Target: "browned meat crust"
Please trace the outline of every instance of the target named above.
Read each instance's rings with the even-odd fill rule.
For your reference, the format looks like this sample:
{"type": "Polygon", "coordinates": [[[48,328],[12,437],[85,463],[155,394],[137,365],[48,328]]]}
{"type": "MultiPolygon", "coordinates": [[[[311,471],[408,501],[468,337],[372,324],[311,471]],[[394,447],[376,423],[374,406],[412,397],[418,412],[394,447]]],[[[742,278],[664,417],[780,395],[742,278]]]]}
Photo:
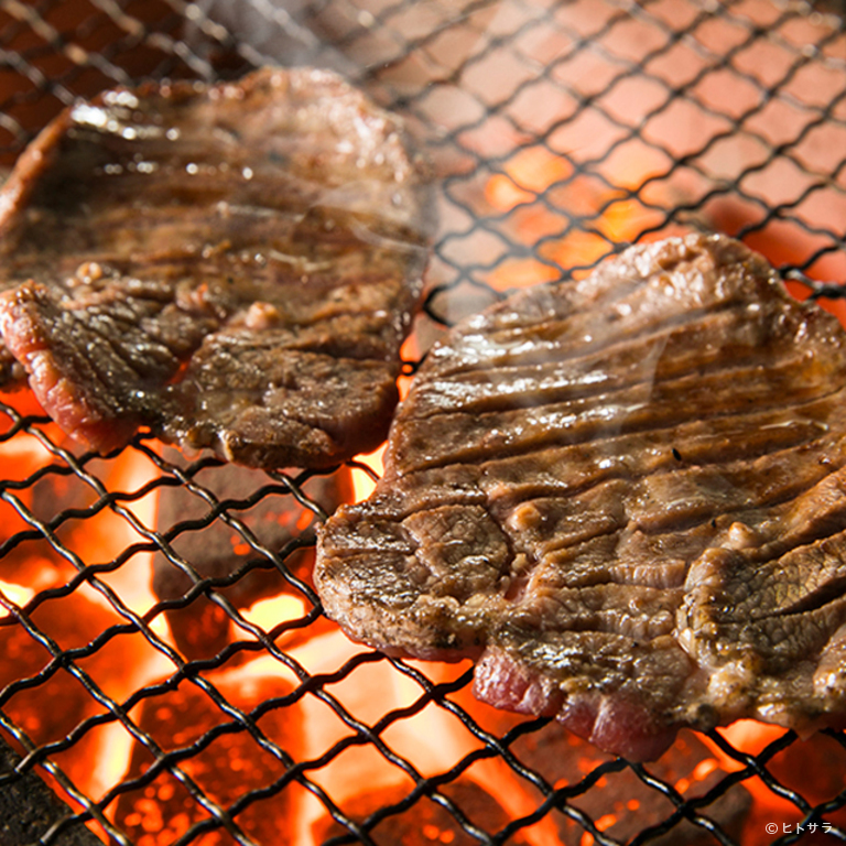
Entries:
{"type": "Polygon", "coordinates": [[[109,91],[0,194],[0,380],[11,351],[101,452],[147,425],[329,466],[387,433],[430,217],[399,120],[333,74],[109,91]]]}
{"type": "Polygon", "coordinates": [[[655,757],[846,716],[846,335],[741,245],[633,248],[436,346],[321,538],[354,638],[655,757]]]}

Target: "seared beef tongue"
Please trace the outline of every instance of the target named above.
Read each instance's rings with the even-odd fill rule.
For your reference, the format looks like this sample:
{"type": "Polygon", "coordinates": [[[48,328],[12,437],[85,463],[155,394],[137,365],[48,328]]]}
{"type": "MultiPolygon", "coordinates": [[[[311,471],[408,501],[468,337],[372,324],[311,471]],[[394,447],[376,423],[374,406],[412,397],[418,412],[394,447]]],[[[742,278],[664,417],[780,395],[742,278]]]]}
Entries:
{"type": "Polygon", "coordinates": [[[631,759],[681,726],[846,717],[846,335],[740,243],[637,247],[430,352],[329,616],[631,759]]]}
{"type": "Polygon", "coordinates": [[[387,433],[425,192],[399,121],[328,73],[110,91],[59,116],[0,196],[0,330],[97,449],[149,425],[327,466],[387,433]]]}

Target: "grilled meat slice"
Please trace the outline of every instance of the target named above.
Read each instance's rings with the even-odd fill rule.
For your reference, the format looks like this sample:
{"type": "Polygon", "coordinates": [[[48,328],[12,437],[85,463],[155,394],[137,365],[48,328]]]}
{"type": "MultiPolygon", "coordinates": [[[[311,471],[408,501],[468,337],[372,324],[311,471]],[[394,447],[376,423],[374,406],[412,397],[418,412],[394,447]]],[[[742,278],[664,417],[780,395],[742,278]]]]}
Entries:
{"type": "Polygon", "coordinates": [[[0,195],[6,352],[100,452],[329,466],[387,433],[431,223],[402,124],[333,74],[109,91],[0,195]]]}
{"type": "Polygon", "coordinates": [[[349,636],[631,759],[846,722],[846,335],[742,245],[631,248],[430,352],[325,525],[349,636]]]}

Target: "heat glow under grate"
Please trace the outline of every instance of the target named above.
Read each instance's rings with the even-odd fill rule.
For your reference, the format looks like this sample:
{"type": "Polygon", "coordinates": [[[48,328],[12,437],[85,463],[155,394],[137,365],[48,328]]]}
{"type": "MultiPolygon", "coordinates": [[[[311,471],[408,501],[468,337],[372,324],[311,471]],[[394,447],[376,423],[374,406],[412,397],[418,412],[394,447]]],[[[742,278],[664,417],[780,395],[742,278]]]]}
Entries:
{"type": "MultiPolygon", "coordinates": [[[[440,229],[404,379],[505,293],[691,230],[737,235],[844,317],[842,11],[0,0],[0,156],[10,166],[63,106],[117,84],[332,67],[403,115],[434,163],[440,229]]],[[[846,839],[843,734],[740,724],[632,764],[478,705],[466,662],[349,643],[310,584],[313,531],[366,494],[378,455],[232,478],[144,435],[84,453],[28,394],[2,400],[10,843],[846,839]],[[229,563],[200,572],[209,544],[229,563]]]]}

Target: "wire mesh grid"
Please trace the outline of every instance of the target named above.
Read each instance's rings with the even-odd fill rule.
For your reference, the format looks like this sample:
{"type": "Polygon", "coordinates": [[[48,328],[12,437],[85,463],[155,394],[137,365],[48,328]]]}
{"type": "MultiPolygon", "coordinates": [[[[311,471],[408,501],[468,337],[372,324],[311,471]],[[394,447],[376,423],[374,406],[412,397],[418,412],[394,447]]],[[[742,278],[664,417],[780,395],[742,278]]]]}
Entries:
{"type": "MultiPolygon", "coordinates": [[[[508,291],[691,229],[737,235],[839,313],[839,12],[0,0],[0,155],[116,84],[328,66],[402,113],[435,165],[406,377],[508,291]]],[[[0,411],[0,795],[36,773],[63,802],[7,809],[10,843],[846,839],[842,733],[683,734],[632,764],[474,703],[466,662],[348,643],[310,583],[314,525],[360,495],[368,464],[243,475],[143,434],[101,457],[29,395],[0,411]]]]}

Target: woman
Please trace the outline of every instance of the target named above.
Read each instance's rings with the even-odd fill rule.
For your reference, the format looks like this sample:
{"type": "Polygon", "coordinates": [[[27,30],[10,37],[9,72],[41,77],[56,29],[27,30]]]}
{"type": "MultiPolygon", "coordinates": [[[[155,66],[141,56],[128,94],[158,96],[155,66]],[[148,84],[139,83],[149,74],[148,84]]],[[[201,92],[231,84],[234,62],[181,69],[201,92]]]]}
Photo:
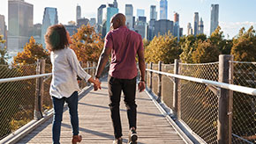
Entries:
{"type": "Polygon", "coordinates": [[[45,35],[47,49],[50,52],[52,63],[52,81],[49,94],[52,97],[54,117],[52,126],[52,140],[59,144],[61,122],[64,104],[69,107],[73,137],[72,142],[80,142],[79,135],[78,90],[77,76],[93,83],[94,87],[101,88],[101,83],[94,80],[79,65],[74,51],[69,48],[71,43],[69,33],[63,25],[55,25],[48,28],[45,35]]]}

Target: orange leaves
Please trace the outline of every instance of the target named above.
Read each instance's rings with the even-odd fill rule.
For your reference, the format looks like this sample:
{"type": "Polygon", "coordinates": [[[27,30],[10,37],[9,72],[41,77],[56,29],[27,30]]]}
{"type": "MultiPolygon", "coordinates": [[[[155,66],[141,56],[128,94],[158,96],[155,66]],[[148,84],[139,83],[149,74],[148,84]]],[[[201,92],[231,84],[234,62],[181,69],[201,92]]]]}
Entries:
{"type": "Polygon", "coordinates": [[[98,61],[104,43],[94,27],[89,25],[82,25],[72,36],[72,40],[70,47],[75,51],[79,61],[98,61]]]}

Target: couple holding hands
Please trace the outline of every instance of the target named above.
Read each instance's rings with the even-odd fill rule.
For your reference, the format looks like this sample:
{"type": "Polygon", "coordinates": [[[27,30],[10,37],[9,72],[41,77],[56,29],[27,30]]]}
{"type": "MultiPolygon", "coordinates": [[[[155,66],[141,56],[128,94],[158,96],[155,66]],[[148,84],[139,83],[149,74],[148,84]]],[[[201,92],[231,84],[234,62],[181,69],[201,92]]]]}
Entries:
{"type": "Polygon", "coordinates": [[[108,88],[110,103],[111,119],[114,127],[114,144],[122,143],[122,126],[120,120],[121,91],[124,95],[124,104],[127,107],[129,119],[129,141],[136,144],[137,104],[135,103],[136,76],[138,74],[136,56],[139,58],[139,67],[141,79],[138,84],[139,91],[145,90],[145,60],[142,39],[137,32],[125,26],[125,16],[117,13],[111,18],[111,31],[106,35],[104,48],[99,58],[95,77],[87,74],[77,59],[73,50],[69,48],[71,39],[62,25],[52,25],[45,35],[47,49],[50,51],[52,63],[52,82],[49,94],[52,97],[54,117],[52,122],[52,140],[58,144],[61,133],[61,123],[64,102],[68,104],[70,119],[72,127],[72,143],[82,140],[79,135],[78,91],[77,76],[87,82],[94,83],[94,90],[101,88],[99,80],[109,56],[111,54],[111,63],[109,70],[108,88]]]}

• _What you have to do_: All the material shown above is to be copied exactly, with no pictures carried over.

• _Task result_:
Target: "browned meat crust"
Please trace the outline of every instance of the target named above.
Read each instance's rings with the even-odd fill rule.
For your reference, the format looks like this sample:
{"type": "Polygon", "coordinates": [[[48,328],[12,437],[85,463],[155,394],[137,365],[48,328]]]}
{"type": "MultiPolygon", "coordinates": [[[[311,471],[408,501],[468,337],[372,324],[311,471]],[[394,447],[376,423],[374,406],[412,397],[418,412],[394,447]]],[[[742,278],[664,417],[780,395],[742,278]]]]}
Photo:
Entries:
{"type": "Polygon", "coordinates": [[[109,91],[0,194],[0,380],[11,351],[101,452],[147,425],[329,466],[387,433],[430,217],[399,120],[333,74],[109,91]]]}
{"type": "Polygon", "coordinates": [[[655,757],[846,716],[846,335],[741,245],[633,248],[436,346],[321,538],[354,638],[655,757]]]}

Target: "seared beef tongue"
Please trace the outline of every instance of the target named above.
Read each instance's rings with the even-odd fill rule.
For your reference, the format looks like this sample:
{"type": "Polygon", "coordinates": [[[48,328],[12,437],[85,463],[155,394],[137,365],[48,328]]]}
{"type": "MultiPolygon", "coordinates": [[[[311,471],[408,501],[468,337],[372,324],[311,471]],[[394,447],[376,423],[374,406],[412,397],[418,412],[394,447]]],[[[742,278],[664,417],[780,395],[742,278]]]]}
Entries:
{"type": "Polygon", "coordinates": [[[631,759],[681,726],[846,717],[846,335],[740,243],[637,247],[430,352],[329,616],[631,759]]]}
{"type": "Polygon", "coordinates": [[[387,433],[425,192],[399,121],[328,73],[110,91],[59,116],[0,196],[0,330],[97,449],[149,425],[327,466],[387,433]]]}

Target: "grilled meat slice"
Please trace the outline of every instance of the target named above.
Read each instance's rings with the even-odd fill rule.
For your reference, the format looks like this sample:
{"type": "Polygon", "coordinates": [[[48,328],[12,437],[85,463],[155,394],[137,365],[48,328]]]}
{"type": "MultiPolygon", "coordinates": [[[[311,471],[408,501],[468,337],[372,324],[311,471]],[[394,447],[376,423],[374,406],[412,397],[418,412],[394,447]]],[[[742,278],[664,417],[780,395],[742,278]]]]}
Entries:
{"type": "Polygon", "coordinates": [[[0,195],[6,352],[100,452],[329,466],[387,433],[431,223],[402,124],[333,74],[109,91],[0,195]]]}
{"type": "Polygon", "coordinates": [[[349,636],[631,759],[846,722],[846,335],[742,245],[631,248],[430,352],[325,525],[349,636]]]}

Target: "heat glow under grate"
Please trace the outline of every instance of the target named above.
Read each instance's rings with the even-odd fill rule.
For your reference, the format looks like this sample:
{"type": "Polygon", "coordinates": [[[48,328],[12,437],[85,463],[155,394],[137,365],[48,328]]]}
{"type": "MultiPolygon", "coordinates": [[[[311,471],[408,501],[468,337],[372,324],[311,471]],[[394,447],[376,423],[374,406],[412,397],[418,412],[394,447]]],[[[742,278],[664,417],[780,395],[742,278]]]]}
Entries:
{"type": "MultiPolygon", "coordinates": [[[[440,229],[404,379],[505,293],[691,230],[737,235],[844,317],[842,11],[0,0],[0,156],[10,166],[63,106],[117,84],[332,67],[403,115],[434,163],[440,229]]],[[[846,839],[843,734],[740,724],[632,764],[478,705],[466,662],[349,643],[310,584],[313,531],[366,494],[378,455],[232,478],[144,435],[84,453],[28,394],[2,400],[10,843],[846,839]],[[229,563],[200,572],[209,544],[229,563]]]]}

Target: "wire mesh grid"
Please trace the outline of every instance of the target named above.
Read each instance's rings with the even-odd fill rule.
For your reference, the format looks like this sample:
{"type": "Polygon", "coordinates": [[[48,328],[12,437],[85,463],[155,394],[137,365],[48,328]]]}
{"type": "MultiPolygon", "coordinates": [[[[311,471],[408,501],[468,337],[372,324],[311,471]],[[394,447],[376,423],[374,406],[412,397],[418,412],[394,447]]],[[[742,278],[664,417],[780,395],[742,278]]]]}
Entries:
{"type": "MultiPolygon", "coordinates": [[[[508,291],[691,229],[737,235],[839,313],[839,12],[0,0],[0,155],[116,84],[328,66],[402,113],[435,165],[406,377],[508,291]]],[[[0,411],[0,795],[36,773],[63,802],[7,809],[10,843],[846,839],[842,733],[683,734],[632,764],[474,703],[466,662],[348,643],[310,583],[314,525],[360,495],[368,464],[243,475],[143,434],[101,457],[29,395],[0,411]]]]}

Target: woman
Please trace the outline of every instance of the target named above.
Read each instance's rings with the even-odd fill rule.
For your reference, the format looks like this sample:
{"type": "Polygon", "coordinates": [[[27,30],[10,37],[9,72],[41,77],[56,29],[27,30]]]}
{"type": "MultiPolygon", "coordinates": [[[[155,66],[141,56],[128,94],[158,96],[155,66]],[[148,84],[139,83],[149,74],[148,84]]],[[[201,92],[231,84],[234,62],[181,69],[201,92]]]]}
Photo:
Entries:
{"type": "Polygon", "coordinates": [[[45,35],[47,49],[50,52],[52,63],[52,81],[49,94],[52,97],[54,117],[52,126],[52,140],[59,144],[61,122],[64,104],[69,107],[73,137],[72,142],[80,142],[79,135],[78,90],[77,76],[93,83],[94,87],[101,88],[101,83],[94,80],[79,65],[74,51],[69,48],[71,43],[69,33],[63,25],[55,25],[48,28],[45,35]]]}

Target: orange leaves
Please trace the outline of every instance of the target named above.
Read each instance's rings with the even-odd fill rule.
For your reference, the format looks like this sample:
{"type": "Polygon", "coordinates": [[[27,30],[10,37],[9,72],[41,77],[56,29],[27,30]]]}
{"type": "MultiPolygon", "coordinates": [[[[155,66],[141,56],[128,94],[158,96],[155,66]],[[148,84],[139,83],[149,74],[148,84]]],[[[201,92],[231,84],[234,62],[181,69],[201,92]]]]}
Entries:
{"type": "Polygon", "coordinates": [[[98,61],[104,43],[94,27],[89,25],[82,25],[72,36],[72,40],[70,47],[75,51],[79,61],[98,61]]]}

Target: couple holding hands
Please trace the outline of every instance of the target named above.
Read each instance's rings with the even-odd fill rule.
For your reference, the format looks like this sample:
{"type": "Polygon", "coordinates": [[[27,30],[10,37],[9,72],[41,77],[56,29],[27,30]]]}
{"type": "MultiPolygon", "coordinates": [[[[155,66],[141,56],[128,94],[158,96],[155,66]],[[148,84],[139,83],[149,74],[148,84]]],[[[201,92],[231,84],[234,62],[181,69],[201,92]]]]}
Entries:
{"type": "Polygon", "coordinates": [[[108,88],[110,103],[111,119],[114,127],[114,144],[122,143],[122,126],[120,120],[121,91],[124,95],[124,104],[127,107],[129,119],[129,141],[136,144],[137,104],[135,103],[136,76],[138,74],[136,56],[139,58],[139,67],[141,79],[138,84],[139,91],[145,90],[145,60],[142,39],[137,32],[125,26],[125,16],[117,13],[111,18],[111,31],[106,35],[104,48],[99,58],[95,77],[87,74],[77,59],[73,50],[69,48],[71,39],[62,25],[52,25],[45,35],[47,49],[50,51],[52,63],[52,82],[49,94],[52,97],[54,117],[52,122],[52,140],[58,144],[61,133],[61,123],[64,102],[68,104],[70,119],[72,127],[72,143],[82,140],[79,135],[78,91],[77,76],[87,82],[94,83],[94,90],[101,88],[99,80],[109,56],[111,54],[111,63],[109,70],[108,88]]]}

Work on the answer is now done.